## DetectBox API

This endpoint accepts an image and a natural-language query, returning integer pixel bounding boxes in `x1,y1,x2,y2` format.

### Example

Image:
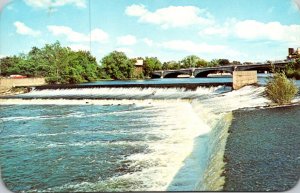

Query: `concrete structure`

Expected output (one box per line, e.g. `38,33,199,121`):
0,77,46,91
232,71,257,90
287,48,300,60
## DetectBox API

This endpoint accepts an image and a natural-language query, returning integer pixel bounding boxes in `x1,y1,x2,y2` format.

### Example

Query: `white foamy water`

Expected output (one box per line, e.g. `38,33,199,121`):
16,86,229,99
1,85,290,192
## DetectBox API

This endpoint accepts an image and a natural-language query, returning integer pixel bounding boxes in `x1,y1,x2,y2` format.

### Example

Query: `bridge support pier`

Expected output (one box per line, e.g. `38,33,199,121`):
160,71,164,78
190,69,195,78
233,71,257,90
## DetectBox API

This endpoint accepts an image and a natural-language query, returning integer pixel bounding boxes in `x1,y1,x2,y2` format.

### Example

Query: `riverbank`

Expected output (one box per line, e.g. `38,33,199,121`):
223,105,300,191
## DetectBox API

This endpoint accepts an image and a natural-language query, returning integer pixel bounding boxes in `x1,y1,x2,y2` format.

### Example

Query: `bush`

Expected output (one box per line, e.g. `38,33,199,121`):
265,73,298,105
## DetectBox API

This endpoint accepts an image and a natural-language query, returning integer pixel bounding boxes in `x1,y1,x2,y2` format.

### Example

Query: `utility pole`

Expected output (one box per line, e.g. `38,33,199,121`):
88,0,92,53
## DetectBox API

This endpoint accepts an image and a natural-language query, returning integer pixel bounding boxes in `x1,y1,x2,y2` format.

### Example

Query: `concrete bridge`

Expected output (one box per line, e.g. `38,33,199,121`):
151,61,288,78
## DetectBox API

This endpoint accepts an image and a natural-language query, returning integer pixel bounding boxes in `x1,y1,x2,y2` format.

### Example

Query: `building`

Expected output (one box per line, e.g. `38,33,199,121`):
287,48,300,60
133,59,144,77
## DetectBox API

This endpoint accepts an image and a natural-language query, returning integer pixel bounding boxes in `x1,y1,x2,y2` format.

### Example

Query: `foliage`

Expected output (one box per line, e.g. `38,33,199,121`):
208,59,220,67
285,59,300,80
218,59,230,66
231,60,241,65
0,55,27,76
265,72,298,105
180,55,197,68
143,57,162,77
180,55,209,68
162,61,180,70
0,41,100,84
100,51,134,80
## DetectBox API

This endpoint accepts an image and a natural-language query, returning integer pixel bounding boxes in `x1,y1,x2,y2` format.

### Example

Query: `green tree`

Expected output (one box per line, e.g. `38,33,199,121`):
218,59,230,66
100,51,134,80
285,59,300,80
0,56,25,76
208,59,220,67
162,61,180,70
143,57,162,77
231,60,241,65
195,59,208,67
1,41,100,84
181,55,200,68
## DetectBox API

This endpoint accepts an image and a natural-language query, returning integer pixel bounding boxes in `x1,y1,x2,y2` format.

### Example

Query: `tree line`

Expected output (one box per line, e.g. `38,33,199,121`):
1,41,299,84
0,42,99,84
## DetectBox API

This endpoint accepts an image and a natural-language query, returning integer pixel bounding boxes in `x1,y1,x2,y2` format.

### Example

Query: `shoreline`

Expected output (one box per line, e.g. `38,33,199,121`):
222,104,300,191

**Work task**
Copy each line of the data that contains the word "bridge".

**Solution for this problem**
Query: `bridge support pier`
Query: `concrete bridge`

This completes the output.